> [SELECTED PASSAGE]:
Skip to main content
Glama
isdaniel

PostgreSQL-Performance-Tuner-Mcp

analyze_table_bloat

Read-onlyIdempotent

Identify PostgreSQL table bloat by analyzing dead tuples and free space to determine when VACUUM operations are needed for performance optimization and disk space reclamation.

Instructions

Analyze table bloat using the pgstattuple extension.

Note: This tool analyzes only user/client tables and excludes PostgreSQL system tables (pg_catalog, information_schema, pg_toast). This focuses the analysis on your application's custom tables.

Uses pgstattuple to get accurate tuple-level statistics including:

  • Dead tuple count and percentage

  • Free space within the table

  • Physical vs logical table size

This helps identify tables that:

  • Need VACUUM to reclaim space

  • Need VACUUM FULL to reclaim disk space

  • Have high bloat affecting performance

Requires the pgstattuple extension to be installed: CREATE EXTENSION IF NOT EXISTS pgstattuple;

Note: pgstattuple performs a full table scan, so use with caution on large tables. For large tables, consider using pgstattuple_approx instead (use_approx=true).

Input Schema

TableJSON Schema
NameRequiredDescriptionDefault
table_nameNoName of the table to analyze (required if not using schema-wide scan)

> [REQUESTS]:
a - Do these statements agree with the table bloat documentation? Answer yes or no for each, and quote the words that decide it.
(i) The tool includes tables in pg_catalog in its analysis.
(ii) The pgstattuple extension has to be installed for the tool to work.
(iii) For large tables, the approximate function can be chosen by setting use_approx=true.
b - Why does the table bloat documentation call for caution when pgstattuple is used on large tables? Answer in one to three sentences.

> [INFORMATION SUPPLIED]:
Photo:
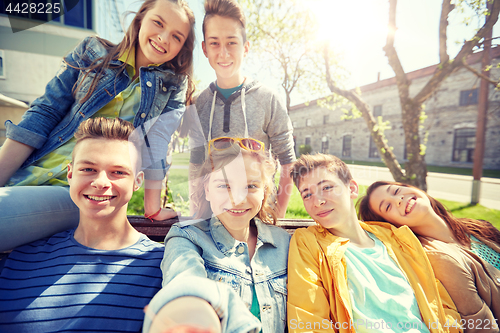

> [FINAL ANSWERS]:
a -
(i) No: "excludes PostgreSQL system tables (pg_catalog, information_schema, pg_toast)"
(ii) Yes: "Requires the pgstattuple extension to be installed"
(iii) Yes: "For large tables, consider using pgstattuple_approx instead (use_approx=true)"

b - pgstattuple performs a full table scan, which is why the documentation advises caution on large tables. For those tables, it suggests pgstattuple_approx instead, selected with use_approx=true.